# What is expected
Give back all the data exactly, line by line.

=== The input ===

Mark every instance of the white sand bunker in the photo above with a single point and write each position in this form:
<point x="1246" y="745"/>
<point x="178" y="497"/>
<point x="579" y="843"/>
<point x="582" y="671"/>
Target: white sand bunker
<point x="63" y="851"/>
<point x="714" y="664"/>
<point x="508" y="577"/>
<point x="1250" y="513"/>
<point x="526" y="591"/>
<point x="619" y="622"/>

===

# Written response
Mark every instance of the white sand bunker in the photo above with a single point and write each position in this form:
<point x="1246" y="745"/>
<point x="178" y="497"/>
<point x="579" y="843"/>
<point x="582" y="671"/>
Target: white sand bunker
<point x="63" y="851"/>
<point x="714" y="664"/>
<point x="508" y="577"/>
<point x="1250" y="513"/>
<point x="526" y="591"/>
<point x="619" y="622"/>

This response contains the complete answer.